- [Document source]
╭──
Un film choc, certes à charge contre les indépendantistes pro-russes du Donbass, mais qui n’élude pas les pertes infligées par l’armée ukrainienne. Il est remarquable car montrant l’absurdité de cette guerre, qui plus est civile et de toutes les guerres. Le réalisme des situations, souvent filmées en longs plans séquences, lui donne un côté documentaire saisissant, notamment par la succession de saynètes en différents endroits du Donbass et dont l’un des protagonistes, changeant à chaque fois, sert de fil conducteur avec retour au point de départ (générique final défilant sur un plan fixe général glaçant). C’est une farce, grinçante, noire, tragique qui n’épargne pas les habitants du Donbass en montrant leur lassitude (
dans une maternité où la nourriture et les médicaments sont détournés, dans les abris, sans eau ni électricité
), leurs faiblesses (
matériel informatique défaillant, absence de chefs parmi les soldats engagés
), leurs mensonges (
recours à des figurants pour témoigner, comme victimes, devant la télévision
), leur bêtise (
recherche de subsides pour une association dédiée à Saint-Théodose et qui souhaite récompenser les héros, mariage sous les instances d’une représentante de la Nouvelle-Russie
), leur cruauté et leur violence, leur corruption (comme dans toute l’Ukraine), leur vision simpliste du monde (eux et les autres, forcément fascistes, leur permettant d’exister) et l’irruption de multiples petits chefs autoproclamés, dont l’uniforme ou un brassard leur permettent tout :
femme soldat insultant des hommes passagers d’un car et les forçant à se mettre torse nu en plein hiver, lynchage d’un Ukrainien qualifié de punisseur (apparemment simple cuisinier), appropriation de voitures et racket auprès de leurs propriétaires au profit de la cause séparatiste
. Un film prémonitoire avec l’invasion de l’Ukraine par la Russie fin février 2022.
╰──
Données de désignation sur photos
╭──
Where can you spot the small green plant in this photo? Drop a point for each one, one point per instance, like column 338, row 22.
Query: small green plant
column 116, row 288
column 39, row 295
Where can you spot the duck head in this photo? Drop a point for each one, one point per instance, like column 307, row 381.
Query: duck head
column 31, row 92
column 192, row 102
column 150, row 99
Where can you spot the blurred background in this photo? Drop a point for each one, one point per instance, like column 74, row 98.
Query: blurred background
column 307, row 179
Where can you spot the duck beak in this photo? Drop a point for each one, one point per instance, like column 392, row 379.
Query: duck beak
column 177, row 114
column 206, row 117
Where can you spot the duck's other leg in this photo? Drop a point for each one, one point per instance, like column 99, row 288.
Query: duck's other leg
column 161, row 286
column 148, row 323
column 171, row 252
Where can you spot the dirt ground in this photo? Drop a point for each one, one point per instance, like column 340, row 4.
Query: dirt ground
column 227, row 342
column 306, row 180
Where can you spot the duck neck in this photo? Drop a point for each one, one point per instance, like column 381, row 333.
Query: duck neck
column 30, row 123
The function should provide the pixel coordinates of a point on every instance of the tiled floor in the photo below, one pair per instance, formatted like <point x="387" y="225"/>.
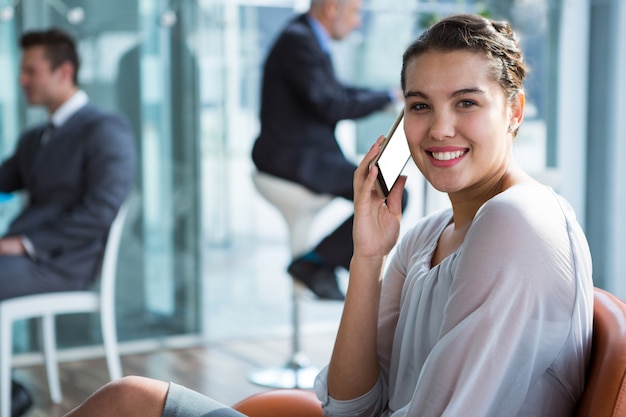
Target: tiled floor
<point x="220" y="370"/>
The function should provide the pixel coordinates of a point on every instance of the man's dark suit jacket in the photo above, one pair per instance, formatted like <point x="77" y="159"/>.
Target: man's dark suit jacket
<point x="301" y="103"/>
<point x="75" y="184"/>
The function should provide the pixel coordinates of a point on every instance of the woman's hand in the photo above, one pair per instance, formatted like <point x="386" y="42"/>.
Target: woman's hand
<point x="376" y="220"/>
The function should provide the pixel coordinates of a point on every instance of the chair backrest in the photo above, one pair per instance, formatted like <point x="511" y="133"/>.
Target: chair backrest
<point x="281" y="403"/>
<point x="605" y="389"/>
<point x="107" y="271"/>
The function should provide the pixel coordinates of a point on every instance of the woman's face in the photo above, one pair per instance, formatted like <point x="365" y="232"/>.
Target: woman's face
<point x="457" y="120"/>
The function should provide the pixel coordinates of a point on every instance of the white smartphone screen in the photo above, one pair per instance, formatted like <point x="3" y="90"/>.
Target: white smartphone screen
<point x="393" y="158"/>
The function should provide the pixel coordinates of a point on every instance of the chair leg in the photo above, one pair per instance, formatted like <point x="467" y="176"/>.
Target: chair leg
<point x="296" y="373"/>
<point x="48" y="333"/>
<point x="109" y="338"/>
<point x="6" y="351"/>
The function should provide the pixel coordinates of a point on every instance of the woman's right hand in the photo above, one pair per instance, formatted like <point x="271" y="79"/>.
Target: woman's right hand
<point x="376" y="220"/>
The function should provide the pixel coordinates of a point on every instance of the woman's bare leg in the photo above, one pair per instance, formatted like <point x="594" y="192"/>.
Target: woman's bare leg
<point x="131" y="396"/>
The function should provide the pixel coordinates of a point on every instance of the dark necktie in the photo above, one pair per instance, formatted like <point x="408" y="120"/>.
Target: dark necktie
<point x="47" y="133"/>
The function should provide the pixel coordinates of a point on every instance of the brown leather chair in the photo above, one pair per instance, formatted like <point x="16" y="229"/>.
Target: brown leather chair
<point x="605" y="390"/>
<point x="281" y="403"/>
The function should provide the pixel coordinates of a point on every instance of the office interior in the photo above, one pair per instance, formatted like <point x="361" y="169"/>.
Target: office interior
<point x="203" y="255"/>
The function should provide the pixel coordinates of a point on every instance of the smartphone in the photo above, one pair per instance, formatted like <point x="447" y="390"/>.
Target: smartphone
<point x="392" y="158"/>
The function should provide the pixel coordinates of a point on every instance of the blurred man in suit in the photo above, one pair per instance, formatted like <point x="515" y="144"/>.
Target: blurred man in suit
<point x="76" y="170"/>
<point x="301" y="103"/>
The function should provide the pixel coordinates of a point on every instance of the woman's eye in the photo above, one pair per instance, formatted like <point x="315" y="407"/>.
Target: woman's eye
<point x="419" y="106"/>
<point x="466" y="103"/>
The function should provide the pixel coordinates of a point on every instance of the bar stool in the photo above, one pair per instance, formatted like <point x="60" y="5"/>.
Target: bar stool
<point x="299" y="207"/>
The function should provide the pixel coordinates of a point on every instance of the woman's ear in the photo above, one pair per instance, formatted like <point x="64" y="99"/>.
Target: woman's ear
<point x="517" y="110"/>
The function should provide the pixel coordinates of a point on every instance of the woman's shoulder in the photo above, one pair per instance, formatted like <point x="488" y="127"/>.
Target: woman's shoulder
<point x="428" y="227"/>
<point x="530" y="212"/>
<point x="527" y="202"/>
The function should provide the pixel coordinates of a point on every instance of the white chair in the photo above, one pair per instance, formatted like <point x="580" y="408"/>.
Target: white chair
<point x="299" y="207"/>
<point x="46" y="306"/>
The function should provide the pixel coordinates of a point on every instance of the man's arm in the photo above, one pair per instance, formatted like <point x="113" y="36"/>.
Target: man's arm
<point x="107" y="174"/>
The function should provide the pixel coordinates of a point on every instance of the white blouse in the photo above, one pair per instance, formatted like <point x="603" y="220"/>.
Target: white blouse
<point x="502" y="327"/>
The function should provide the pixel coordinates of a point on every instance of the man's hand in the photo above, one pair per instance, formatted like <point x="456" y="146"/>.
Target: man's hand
<point x="11" y="245"/>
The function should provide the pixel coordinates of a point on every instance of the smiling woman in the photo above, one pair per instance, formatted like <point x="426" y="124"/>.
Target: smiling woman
<point x="485" y="308"/>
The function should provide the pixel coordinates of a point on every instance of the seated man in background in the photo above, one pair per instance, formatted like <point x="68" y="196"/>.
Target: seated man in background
<point x="76" y="170"/>
<point x="302" y="100"/>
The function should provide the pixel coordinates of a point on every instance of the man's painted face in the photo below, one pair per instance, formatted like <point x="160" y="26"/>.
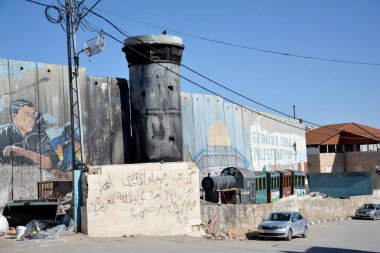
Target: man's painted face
<point x="24" y="120"/>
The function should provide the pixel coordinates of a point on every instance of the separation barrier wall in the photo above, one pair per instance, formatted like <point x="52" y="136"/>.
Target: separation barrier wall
<point x="219" y="134"/>
<point x="34" y="125"/>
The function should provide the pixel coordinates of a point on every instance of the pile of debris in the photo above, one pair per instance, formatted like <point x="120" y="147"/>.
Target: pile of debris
<point x="223" y="234"/>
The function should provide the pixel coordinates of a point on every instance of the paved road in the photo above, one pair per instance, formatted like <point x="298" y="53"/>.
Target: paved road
<point x="349" y="236"/>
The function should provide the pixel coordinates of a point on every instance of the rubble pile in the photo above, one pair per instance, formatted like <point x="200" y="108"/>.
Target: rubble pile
<point x="222" y="234"/>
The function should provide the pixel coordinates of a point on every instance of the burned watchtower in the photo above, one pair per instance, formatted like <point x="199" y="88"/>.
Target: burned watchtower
<point x="154" y="62"/>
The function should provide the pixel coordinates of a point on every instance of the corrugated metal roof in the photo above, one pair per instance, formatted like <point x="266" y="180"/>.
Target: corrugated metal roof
<point x="346" y="133"/>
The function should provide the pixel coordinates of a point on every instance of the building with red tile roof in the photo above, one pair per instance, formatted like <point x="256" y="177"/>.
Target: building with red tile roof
<point x="347" y="147"/>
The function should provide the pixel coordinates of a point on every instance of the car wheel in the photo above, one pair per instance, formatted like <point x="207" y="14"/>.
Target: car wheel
<point x="290" y="235"/>
<point x="305" y="232"/>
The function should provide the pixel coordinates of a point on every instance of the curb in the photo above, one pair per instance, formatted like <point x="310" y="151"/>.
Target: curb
<point x="329" y="220"/>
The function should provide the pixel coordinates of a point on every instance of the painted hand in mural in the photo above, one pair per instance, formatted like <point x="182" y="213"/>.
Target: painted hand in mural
<point x="12" y="150"/>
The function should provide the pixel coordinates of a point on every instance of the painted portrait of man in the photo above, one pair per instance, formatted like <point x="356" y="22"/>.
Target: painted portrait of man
<point x="25" y="141"/>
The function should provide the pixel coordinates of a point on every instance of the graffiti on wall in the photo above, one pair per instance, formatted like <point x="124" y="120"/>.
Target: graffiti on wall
<point x="219" y="152"/>
<point x="276" y="150"/>
<point x="25" y="140"/>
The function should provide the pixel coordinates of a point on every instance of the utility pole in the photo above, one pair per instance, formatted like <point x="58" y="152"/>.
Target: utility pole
<point x="75" y="114"/>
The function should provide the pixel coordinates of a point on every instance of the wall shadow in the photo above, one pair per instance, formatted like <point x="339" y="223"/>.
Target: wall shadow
<point x="330" y="250"/>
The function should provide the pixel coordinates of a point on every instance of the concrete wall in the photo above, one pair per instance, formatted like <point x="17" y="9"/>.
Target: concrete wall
<point x="362" y="161"/>
<point x="46" y="86"/>
<point x="247" y="217"/>
<point x="141" y="199"/>
<point x="343" y="162"/>
<point x="219" y="134"/>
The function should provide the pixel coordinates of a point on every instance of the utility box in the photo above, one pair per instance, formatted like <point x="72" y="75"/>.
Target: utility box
<point x="239" y="183"/>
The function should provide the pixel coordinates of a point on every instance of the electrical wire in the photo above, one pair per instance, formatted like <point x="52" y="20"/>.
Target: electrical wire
<point x="227" y="99"/>
<point x="242" y="46"/>
<point x="58" y="20"/>
<point x="230" y="90"/>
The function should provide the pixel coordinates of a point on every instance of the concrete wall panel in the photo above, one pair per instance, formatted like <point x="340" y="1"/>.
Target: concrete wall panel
<point x="141" y="199"/>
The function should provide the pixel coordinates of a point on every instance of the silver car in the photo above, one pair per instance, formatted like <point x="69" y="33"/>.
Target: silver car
<point x="283" y="225"/>
<point x="368" y="211"/>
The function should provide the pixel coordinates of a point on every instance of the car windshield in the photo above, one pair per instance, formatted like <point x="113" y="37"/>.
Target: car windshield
<point x="368" y="206"/>
<point x="279" y="217"/>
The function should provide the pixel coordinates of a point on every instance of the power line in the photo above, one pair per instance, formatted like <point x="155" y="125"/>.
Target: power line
<point x="243" y="46"/>
<point x="230" y="90"/>
<point x="200" y="86"/>
<point x="227" y="99"/>
<point x="190" y="69"/>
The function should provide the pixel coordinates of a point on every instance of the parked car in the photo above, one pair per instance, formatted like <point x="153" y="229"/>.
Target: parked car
<point x="283" y="225"/>
<point x="368" y="211"/>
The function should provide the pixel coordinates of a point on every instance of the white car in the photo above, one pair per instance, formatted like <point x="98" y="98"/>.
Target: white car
<point x="368" y="211"/>
<point x="283" y="225"/>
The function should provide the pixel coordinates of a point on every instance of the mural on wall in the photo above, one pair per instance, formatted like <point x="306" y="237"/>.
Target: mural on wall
<point x="25" y="141"/>
<point x="277" y="150"/>
<point x="62" y="145"/>
<point x="219" y="152"/>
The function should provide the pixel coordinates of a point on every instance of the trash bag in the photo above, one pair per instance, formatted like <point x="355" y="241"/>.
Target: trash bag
<point x="45" y="229"/>
<point x="4" y="226"/>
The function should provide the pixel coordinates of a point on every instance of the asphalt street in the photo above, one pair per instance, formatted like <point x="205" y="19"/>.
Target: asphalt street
<point x="348" y="236"/>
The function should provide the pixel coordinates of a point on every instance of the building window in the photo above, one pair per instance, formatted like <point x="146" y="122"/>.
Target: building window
<point x="331" y="149"/>
<point x="349" y="148"/>
<point x="340" y="148"/>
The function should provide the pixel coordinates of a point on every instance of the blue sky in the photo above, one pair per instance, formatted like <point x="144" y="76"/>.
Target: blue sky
<point x="323" y="92"/>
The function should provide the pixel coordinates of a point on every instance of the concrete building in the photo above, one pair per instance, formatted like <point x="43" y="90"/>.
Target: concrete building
<point x="348" y="147"/>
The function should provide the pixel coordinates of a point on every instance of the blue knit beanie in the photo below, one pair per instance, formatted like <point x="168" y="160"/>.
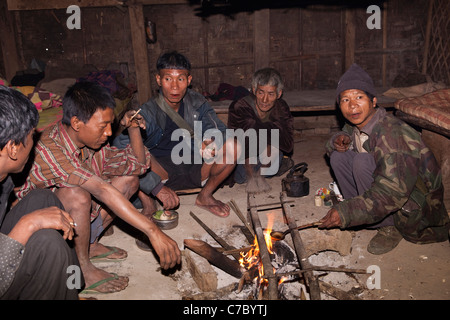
╰──
- [Consigne]
Dans la critique de film, reprenez sous forme de liste plus courte le paragraphe qui commence par « Un film choc », sans perdre ses faits principaux.

- [Corrigé]
- Film choc, à charge contre les indépendantistes pro-russes du Donbass, sans taire les pertes causées par l'armée ukrainienne.
- Il montre l'absurdité de cette guerre civile et de toutes les guerres.
- Réalisme proche du documentaire :
  - longs plans-séquences ;
  - suite de saynètes en divers endroits du Donbass, reliées par un protagoniste qui change à chaque fois ;
  - retour au point de départ, avec un générique final sur un plan fixe général glaçant.
- Farce grinçante, noire et tragique qui n'épargne pas les habitants du Donbass :
  - lassitude : maternité où nourriture et médicaments sont détournés, abris sans eau ni électricité ;
  - faiblesses : matériel informatique défaillant, soldats sans chefs ;
  - mensonges : figurants qui témoignent comme victimes à la télévision ;
  - bêtise : recherche de subsides pour une association dédiée à Saint-Théodose qui veut récompenser les héros, mariage sous l'égide d'une représentante de la Nouvelle-Russie ;
  - cruauté, violence et corruption (comme dans toute l'Ukraine) ;
  - vision simpliste du monde : eux et les autres, forcément fascistes ;
  - petits chefs autoproclamés à qui un uniforme ou un brassard permet tout :
    - une femme soldat force des passagers d'un car à se mettre torse nu en plein hiver ;
    - un Ukrainien traité de punisseur, apparemment simple cuisinier, est lynché ;
    - des voitures sont confisquées et leurs propriétaires rackettés au profit de la cause séparatiste.
- Film prémonitoire de l'invasion de l'Ukraine par la Russie fin février 2022.